• **Exercise objective**: Set down, word for word, the lines from the one containing "Where can the woman's hand" through the last line.

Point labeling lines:
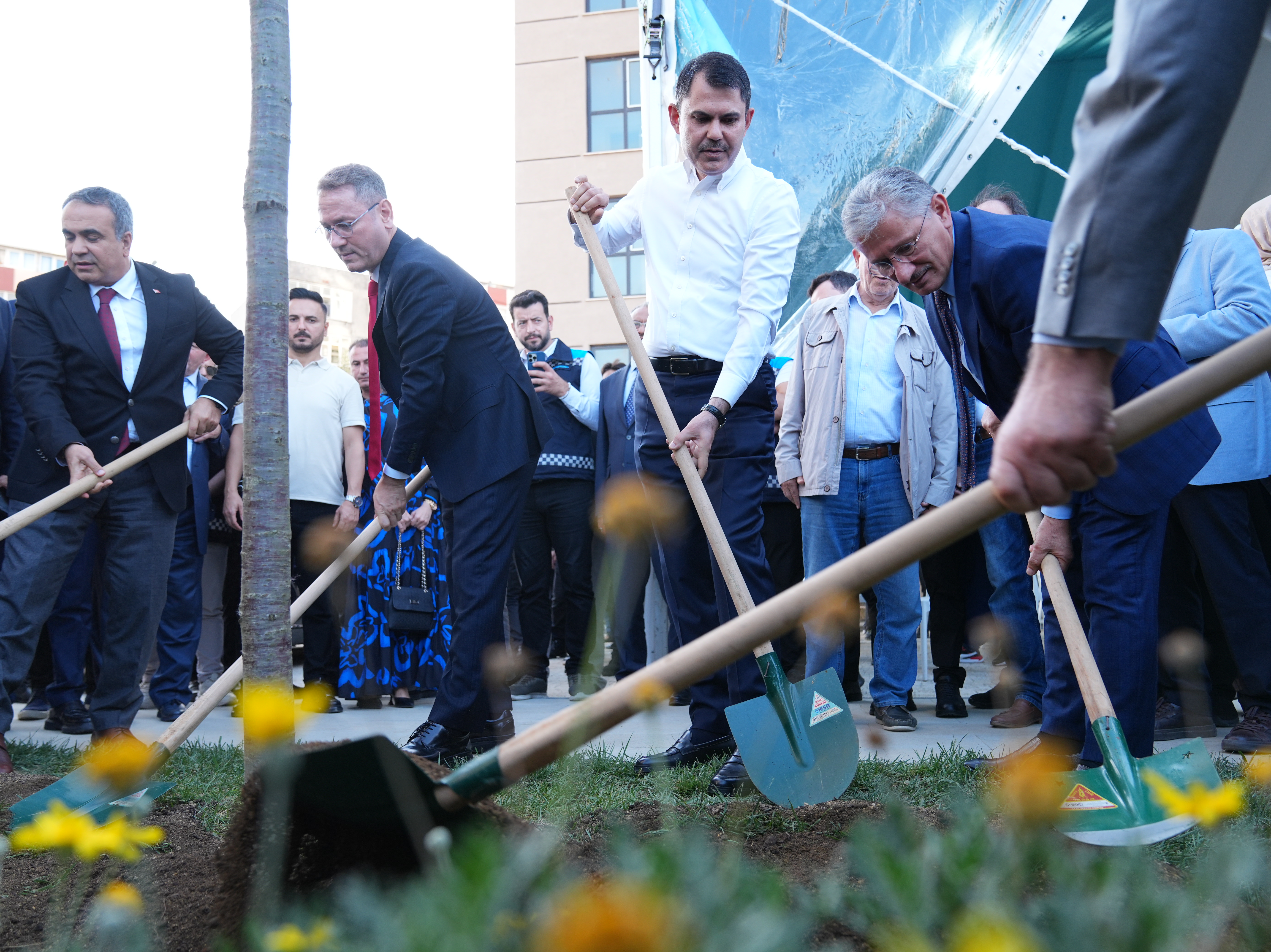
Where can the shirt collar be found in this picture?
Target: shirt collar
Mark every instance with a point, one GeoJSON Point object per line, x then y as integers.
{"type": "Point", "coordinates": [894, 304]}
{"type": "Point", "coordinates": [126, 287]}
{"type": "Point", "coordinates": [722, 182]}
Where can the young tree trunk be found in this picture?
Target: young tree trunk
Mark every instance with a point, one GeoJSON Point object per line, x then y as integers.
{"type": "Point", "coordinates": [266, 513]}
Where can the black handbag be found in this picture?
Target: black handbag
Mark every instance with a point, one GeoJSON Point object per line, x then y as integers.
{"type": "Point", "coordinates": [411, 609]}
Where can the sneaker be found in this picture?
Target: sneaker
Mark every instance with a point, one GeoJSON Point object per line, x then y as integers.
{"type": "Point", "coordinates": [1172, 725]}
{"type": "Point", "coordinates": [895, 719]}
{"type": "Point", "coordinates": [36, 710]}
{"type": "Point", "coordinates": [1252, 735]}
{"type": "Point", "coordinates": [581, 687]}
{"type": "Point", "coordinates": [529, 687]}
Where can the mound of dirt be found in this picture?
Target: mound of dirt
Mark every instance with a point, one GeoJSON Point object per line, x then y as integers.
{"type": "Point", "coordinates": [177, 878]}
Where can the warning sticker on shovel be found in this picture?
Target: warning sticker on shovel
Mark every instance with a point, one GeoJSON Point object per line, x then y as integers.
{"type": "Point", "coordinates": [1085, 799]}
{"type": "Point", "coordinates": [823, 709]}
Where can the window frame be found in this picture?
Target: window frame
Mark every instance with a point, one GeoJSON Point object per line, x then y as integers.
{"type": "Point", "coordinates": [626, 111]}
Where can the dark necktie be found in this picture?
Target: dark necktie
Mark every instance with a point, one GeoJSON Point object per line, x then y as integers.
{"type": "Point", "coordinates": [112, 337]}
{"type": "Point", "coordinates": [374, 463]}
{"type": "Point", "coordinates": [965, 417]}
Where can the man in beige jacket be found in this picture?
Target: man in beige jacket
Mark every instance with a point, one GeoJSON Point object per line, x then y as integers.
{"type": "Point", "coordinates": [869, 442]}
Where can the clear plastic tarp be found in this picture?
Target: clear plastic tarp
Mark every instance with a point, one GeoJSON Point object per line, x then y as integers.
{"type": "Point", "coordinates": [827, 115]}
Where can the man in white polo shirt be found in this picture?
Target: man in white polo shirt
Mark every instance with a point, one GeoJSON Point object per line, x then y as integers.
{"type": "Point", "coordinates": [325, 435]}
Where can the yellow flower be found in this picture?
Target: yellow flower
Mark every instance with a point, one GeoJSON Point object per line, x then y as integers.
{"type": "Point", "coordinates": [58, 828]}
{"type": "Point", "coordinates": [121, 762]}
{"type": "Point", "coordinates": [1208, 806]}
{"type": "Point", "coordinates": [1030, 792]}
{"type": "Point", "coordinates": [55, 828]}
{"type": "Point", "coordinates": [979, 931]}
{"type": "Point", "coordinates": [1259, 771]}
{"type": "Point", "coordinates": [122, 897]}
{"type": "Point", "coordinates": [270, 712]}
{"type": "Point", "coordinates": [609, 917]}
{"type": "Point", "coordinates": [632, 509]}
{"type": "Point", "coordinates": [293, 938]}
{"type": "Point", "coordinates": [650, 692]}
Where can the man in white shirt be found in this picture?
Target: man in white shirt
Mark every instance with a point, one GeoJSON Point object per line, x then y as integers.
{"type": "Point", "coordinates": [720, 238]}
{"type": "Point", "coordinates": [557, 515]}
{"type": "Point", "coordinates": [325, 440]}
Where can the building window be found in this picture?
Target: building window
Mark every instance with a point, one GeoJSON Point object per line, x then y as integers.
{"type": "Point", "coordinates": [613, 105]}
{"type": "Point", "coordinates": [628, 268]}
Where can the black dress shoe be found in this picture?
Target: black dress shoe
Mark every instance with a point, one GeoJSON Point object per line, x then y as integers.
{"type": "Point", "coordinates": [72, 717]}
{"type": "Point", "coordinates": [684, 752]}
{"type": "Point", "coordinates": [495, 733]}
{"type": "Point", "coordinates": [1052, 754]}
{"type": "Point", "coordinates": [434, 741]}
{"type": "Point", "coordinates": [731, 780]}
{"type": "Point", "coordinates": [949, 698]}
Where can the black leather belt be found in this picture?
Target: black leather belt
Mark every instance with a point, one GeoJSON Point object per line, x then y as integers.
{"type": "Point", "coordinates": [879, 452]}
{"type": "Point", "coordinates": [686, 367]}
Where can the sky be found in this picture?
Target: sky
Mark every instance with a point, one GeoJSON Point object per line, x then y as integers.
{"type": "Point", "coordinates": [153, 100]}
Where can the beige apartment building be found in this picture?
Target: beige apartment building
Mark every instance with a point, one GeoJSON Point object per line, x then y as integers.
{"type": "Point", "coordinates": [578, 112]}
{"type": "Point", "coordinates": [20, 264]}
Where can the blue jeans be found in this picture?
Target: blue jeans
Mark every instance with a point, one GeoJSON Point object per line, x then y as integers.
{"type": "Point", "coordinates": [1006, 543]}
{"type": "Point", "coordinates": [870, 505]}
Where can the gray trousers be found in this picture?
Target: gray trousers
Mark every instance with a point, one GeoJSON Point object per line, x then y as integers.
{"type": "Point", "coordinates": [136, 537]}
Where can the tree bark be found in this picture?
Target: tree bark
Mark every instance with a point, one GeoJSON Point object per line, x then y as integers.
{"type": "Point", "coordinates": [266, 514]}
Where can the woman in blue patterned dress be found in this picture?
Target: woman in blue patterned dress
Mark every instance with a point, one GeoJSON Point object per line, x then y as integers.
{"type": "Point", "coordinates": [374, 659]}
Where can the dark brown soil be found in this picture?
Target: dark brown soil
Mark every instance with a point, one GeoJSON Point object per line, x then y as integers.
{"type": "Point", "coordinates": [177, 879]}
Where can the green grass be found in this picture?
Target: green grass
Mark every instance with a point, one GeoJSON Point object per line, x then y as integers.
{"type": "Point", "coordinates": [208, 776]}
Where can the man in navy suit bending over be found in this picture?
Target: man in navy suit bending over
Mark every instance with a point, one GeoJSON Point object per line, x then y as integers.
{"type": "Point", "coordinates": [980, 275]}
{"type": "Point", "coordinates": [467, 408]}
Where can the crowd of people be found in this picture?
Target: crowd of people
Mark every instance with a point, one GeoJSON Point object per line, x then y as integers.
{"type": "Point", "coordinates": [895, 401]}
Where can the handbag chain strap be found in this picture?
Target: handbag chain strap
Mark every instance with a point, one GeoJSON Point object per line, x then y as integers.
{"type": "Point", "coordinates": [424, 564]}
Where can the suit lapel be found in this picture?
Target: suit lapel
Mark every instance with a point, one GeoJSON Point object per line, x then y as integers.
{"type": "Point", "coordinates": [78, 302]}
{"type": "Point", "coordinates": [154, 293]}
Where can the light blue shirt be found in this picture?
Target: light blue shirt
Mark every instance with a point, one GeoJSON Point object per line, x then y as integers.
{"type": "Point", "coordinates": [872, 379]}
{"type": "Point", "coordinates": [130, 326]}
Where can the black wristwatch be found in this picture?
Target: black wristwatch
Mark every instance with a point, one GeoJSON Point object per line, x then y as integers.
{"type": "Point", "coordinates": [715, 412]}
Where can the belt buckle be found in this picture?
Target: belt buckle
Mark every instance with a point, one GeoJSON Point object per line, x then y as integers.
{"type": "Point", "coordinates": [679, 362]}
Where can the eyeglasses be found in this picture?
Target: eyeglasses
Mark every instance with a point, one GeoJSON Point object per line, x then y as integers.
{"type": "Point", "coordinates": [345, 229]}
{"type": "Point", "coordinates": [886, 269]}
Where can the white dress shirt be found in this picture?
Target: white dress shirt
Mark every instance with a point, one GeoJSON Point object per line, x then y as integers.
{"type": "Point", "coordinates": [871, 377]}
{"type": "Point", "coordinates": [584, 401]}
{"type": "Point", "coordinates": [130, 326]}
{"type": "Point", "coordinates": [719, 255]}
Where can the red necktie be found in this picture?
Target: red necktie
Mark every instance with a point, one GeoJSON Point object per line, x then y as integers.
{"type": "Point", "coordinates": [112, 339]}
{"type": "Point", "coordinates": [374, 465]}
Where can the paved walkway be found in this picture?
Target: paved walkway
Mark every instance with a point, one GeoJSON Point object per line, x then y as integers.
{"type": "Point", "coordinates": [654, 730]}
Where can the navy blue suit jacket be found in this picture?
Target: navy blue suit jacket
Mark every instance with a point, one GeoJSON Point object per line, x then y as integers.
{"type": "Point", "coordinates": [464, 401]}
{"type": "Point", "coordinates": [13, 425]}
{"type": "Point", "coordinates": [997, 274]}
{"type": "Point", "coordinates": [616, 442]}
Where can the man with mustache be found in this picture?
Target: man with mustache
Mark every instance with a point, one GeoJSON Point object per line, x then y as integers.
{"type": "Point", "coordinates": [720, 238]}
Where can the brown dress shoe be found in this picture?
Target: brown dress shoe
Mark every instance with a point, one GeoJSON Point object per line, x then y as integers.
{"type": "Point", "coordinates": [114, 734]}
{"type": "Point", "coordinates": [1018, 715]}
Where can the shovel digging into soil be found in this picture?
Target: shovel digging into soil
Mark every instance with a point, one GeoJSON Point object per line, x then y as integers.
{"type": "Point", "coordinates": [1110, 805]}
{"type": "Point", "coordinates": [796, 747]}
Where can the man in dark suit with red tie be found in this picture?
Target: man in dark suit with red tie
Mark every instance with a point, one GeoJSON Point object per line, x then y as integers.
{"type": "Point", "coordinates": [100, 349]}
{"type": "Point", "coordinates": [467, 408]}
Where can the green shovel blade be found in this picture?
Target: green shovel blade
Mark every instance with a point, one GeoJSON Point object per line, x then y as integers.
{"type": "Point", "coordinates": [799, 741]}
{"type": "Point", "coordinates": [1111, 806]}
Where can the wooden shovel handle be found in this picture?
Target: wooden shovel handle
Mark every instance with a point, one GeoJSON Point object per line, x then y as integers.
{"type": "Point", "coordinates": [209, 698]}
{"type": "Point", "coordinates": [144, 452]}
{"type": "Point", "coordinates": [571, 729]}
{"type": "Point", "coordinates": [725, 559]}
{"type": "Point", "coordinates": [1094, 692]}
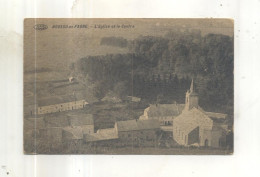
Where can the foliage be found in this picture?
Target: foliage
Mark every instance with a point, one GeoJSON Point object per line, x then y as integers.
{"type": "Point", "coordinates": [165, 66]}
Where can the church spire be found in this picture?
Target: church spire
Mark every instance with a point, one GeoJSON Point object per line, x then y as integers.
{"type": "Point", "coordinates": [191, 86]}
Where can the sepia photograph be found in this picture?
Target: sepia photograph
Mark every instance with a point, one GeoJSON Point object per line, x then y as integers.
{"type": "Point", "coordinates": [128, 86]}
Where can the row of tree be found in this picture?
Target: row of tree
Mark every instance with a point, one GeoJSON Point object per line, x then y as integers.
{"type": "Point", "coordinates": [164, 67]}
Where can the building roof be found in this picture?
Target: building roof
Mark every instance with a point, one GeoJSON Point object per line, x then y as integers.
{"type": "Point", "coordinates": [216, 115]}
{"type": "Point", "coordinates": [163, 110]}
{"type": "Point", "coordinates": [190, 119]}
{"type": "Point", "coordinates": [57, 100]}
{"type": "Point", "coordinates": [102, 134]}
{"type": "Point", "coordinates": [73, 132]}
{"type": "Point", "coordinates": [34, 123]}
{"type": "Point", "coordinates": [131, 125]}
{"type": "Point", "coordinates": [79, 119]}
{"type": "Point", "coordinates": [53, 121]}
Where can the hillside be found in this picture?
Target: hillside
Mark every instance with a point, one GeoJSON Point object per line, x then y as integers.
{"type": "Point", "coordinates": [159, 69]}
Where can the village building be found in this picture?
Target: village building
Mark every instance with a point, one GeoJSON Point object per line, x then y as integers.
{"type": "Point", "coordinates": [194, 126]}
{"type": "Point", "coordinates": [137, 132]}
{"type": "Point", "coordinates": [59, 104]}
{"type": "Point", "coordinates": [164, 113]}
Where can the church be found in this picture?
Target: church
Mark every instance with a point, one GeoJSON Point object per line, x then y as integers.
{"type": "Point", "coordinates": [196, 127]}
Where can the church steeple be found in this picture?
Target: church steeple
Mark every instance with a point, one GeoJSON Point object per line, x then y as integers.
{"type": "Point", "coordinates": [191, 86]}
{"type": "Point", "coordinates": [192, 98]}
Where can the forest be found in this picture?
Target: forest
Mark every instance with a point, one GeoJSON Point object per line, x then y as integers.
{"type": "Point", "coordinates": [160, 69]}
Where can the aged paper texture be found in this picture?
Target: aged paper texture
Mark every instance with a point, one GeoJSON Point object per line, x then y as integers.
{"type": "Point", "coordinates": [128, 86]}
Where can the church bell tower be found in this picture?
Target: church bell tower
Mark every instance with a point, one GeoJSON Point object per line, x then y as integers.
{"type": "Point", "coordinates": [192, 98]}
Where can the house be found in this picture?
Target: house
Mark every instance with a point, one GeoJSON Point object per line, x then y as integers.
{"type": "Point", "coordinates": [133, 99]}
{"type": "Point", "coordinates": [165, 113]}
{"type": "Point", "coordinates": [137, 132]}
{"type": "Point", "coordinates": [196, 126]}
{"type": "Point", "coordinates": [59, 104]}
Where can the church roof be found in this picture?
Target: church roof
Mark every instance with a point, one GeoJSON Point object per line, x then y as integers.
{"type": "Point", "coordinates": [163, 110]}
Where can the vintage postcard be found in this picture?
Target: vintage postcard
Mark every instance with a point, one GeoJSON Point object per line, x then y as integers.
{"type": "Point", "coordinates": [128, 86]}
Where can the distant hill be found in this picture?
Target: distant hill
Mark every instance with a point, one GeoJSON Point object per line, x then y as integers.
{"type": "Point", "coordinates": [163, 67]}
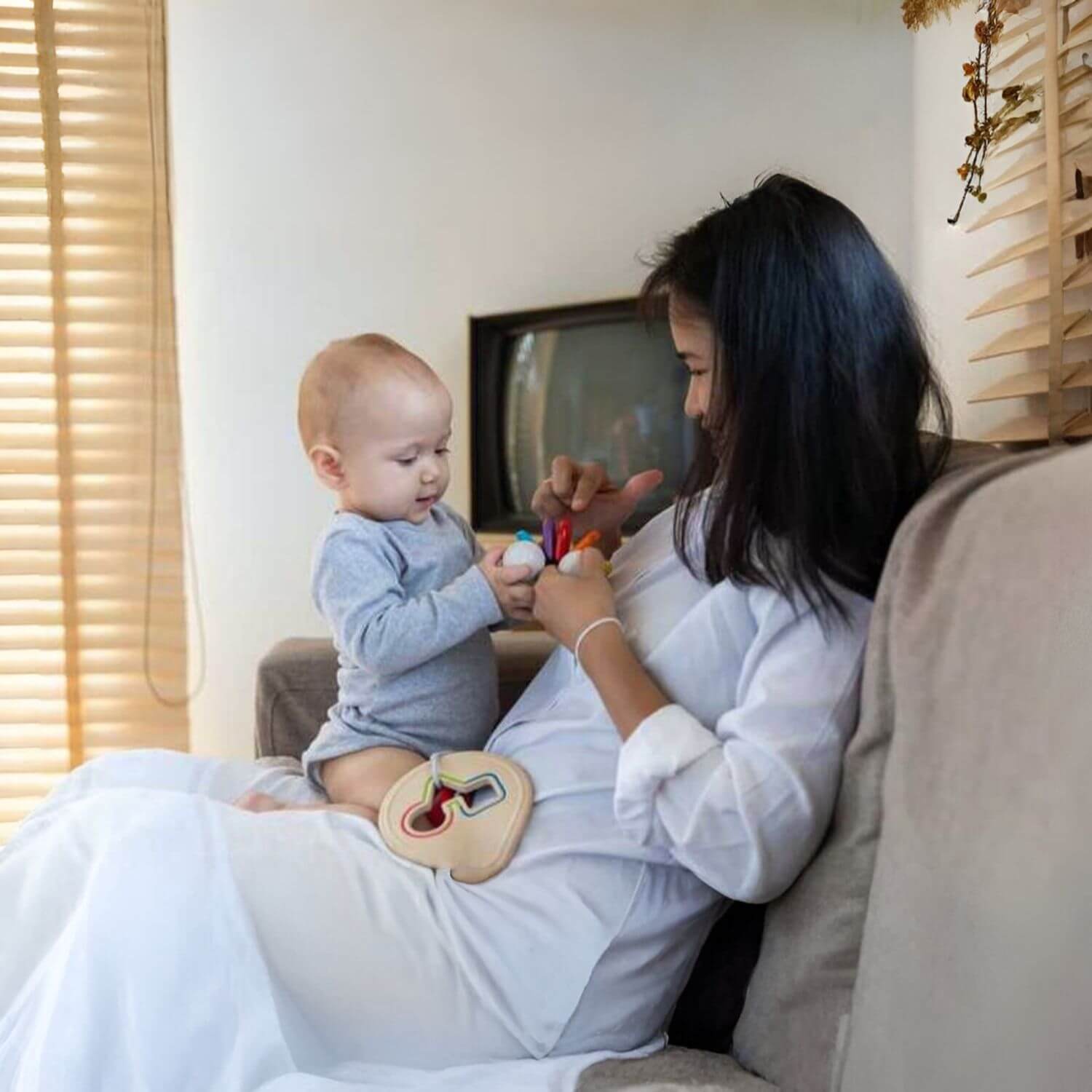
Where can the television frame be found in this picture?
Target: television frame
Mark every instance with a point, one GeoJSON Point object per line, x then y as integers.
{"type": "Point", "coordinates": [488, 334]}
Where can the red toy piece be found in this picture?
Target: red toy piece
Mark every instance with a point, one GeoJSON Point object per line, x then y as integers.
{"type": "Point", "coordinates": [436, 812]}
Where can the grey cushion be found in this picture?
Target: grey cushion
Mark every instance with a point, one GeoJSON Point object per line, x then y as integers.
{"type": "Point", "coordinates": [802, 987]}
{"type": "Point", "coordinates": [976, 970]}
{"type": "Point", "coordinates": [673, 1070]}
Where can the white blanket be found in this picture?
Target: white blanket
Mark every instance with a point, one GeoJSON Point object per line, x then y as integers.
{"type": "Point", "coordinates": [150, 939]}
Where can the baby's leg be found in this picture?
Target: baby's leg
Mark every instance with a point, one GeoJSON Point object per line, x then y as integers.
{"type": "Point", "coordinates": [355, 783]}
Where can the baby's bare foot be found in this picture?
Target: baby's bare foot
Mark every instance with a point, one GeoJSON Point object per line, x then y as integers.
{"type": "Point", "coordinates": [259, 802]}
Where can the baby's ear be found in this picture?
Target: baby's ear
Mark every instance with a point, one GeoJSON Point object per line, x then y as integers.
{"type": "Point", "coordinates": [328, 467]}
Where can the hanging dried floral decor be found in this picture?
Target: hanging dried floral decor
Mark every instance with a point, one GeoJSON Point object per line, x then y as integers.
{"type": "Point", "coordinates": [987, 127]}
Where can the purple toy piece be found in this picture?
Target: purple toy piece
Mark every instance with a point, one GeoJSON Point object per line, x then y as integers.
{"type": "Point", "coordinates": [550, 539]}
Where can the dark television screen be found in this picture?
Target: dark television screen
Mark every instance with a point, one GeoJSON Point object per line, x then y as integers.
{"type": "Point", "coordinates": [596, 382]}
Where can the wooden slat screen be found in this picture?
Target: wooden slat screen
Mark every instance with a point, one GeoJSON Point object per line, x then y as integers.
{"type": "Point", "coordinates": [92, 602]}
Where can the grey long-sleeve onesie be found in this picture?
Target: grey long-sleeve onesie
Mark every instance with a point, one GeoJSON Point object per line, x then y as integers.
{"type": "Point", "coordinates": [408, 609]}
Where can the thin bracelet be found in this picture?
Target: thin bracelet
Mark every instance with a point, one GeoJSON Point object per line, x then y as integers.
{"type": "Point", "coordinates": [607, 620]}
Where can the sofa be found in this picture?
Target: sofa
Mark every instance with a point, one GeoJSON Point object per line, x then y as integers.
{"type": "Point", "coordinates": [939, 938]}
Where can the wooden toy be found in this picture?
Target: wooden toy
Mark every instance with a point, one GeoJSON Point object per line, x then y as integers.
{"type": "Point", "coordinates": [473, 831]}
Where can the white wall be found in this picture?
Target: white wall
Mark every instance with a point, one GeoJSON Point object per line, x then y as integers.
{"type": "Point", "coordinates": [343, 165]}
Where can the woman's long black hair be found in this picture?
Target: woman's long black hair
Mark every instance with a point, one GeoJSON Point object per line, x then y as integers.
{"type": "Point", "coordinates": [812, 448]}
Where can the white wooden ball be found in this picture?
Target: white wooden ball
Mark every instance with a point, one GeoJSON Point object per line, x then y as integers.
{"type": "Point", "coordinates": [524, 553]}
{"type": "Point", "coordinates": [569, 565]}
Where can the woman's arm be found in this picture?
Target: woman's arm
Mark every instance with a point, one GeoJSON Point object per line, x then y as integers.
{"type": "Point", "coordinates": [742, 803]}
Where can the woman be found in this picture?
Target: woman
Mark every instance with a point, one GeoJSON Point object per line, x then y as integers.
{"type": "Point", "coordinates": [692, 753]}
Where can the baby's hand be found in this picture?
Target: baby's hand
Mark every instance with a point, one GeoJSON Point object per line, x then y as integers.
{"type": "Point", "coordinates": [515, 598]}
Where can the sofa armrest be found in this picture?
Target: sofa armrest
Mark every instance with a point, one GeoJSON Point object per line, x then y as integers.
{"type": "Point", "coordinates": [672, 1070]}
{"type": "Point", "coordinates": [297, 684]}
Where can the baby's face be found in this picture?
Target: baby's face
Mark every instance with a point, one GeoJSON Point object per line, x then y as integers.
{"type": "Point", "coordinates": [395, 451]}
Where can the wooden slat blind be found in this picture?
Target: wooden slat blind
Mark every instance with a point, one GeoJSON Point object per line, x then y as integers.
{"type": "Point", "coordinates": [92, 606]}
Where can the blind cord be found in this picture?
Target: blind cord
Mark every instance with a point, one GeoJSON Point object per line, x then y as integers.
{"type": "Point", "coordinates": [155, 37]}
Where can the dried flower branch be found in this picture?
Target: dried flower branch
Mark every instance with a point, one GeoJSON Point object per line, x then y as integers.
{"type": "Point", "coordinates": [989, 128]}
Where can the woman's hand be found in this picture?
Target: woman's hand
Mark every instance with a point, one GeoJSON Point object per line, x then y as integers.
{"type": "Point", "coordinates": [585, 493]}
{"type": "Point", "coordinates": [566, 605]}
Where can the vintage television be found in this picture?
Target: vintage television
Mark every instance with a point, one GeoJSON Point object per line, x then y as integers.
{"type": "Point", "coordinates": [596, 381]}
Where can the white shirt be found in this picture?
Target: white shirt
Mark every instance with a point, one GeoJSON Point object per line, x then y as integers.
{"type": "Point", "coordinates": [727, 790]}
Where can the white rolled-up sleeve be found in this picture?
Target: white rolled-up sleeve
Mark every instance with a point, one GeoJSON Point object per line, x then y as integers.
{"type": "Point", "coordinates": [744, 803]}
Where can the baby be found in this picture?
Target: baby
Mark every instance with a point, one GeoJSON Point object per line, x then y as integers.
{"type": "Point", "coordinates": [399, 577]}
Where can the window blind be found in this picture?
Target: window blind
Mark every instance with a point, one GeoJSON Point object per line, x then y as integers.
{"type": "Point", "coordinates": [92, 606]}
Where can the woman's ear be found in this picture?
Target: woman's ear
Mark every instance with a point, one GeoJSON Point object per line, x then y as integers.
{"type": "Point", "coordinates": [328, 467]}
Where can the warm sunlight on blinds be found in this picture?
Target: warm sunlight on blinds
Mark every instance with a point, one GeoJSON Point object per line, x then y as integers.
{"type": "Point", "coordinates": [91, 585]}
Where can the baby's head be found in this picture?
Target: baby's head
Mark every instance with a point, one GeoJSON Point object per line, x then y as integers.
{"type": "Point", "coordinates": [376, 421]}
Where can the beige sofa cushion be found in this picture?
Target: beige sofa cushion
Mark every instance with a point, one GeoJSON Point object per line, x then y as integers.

• **Task answer**:
Where can the woman's hand be found in this picture?
Target: woman's hand
Mark every instance with a point, one GeoJSON Point object per line, x then y as integers.
{"type": "Point", "coordinates": [585, 493]}
{"type": "Point", "coordinates": [566, 605]}
Where can the vintage television be found in this picture?
Target: vintage television
Mark every instance with a point, one GeoJSON Point object per line, x then y as integers.
{"type": "Point", "coordinates": [596, 381]}
Where can the white shirt be found in this picture?
Target: white shirt
Mark every instance with a point, one GeoJSON Point object per line, x then y as integers.
{"type": "Point", "coordinates": [727, 790]}
Where can the white rolled-up sleeve be found in this picture?
Target: white rolled-up sleeve
Mark every instance with a point, one GeoJSON Point object per line, x then y as integers.
{"type": "Point", "coordinates": [744, 803]}
Where can the baby be found in this picture?
Target: baby
Mark every instance with a point, one GeoJSON Point object per line, x then y as integers.
{"type": "Point", "coordinates": [399, 577]}
Where can the window blind be found in this picture?
Target: window blind
Mark every instance with a point, one GeoJSON Point object per line, x then y as integers.
{"type": "Point", "coordinates": [92, 606]}
Where can the woman's ear be found in this picture?
Target: woman's ear
Mark every instance with a point, one GeoJSON Point object per line, x then y as integers.
{"type": "Point", "coordinates": [328, 467]}
Where can the warm sunlight on blinds be found in this picture?
Target: warm sunlight on blinds
Mark every instance with a point, one GeoJSON Point object per line, x then y as integers.
{"type": "Point", "coordinates": [91, 585]}
Where can the baby's head be found in this picture?
Target: baby's head
Mark every instance with a point, one GeoJSON Point object per line, x then y as integers.
{"type": "Point", "coordinates": [376, 421]}
Where can the beige sofa cushion be found in this picture?
Target: beige sofa cushion
Mark every instance with a point, one GeoJSON Point object per line, x then y as integers.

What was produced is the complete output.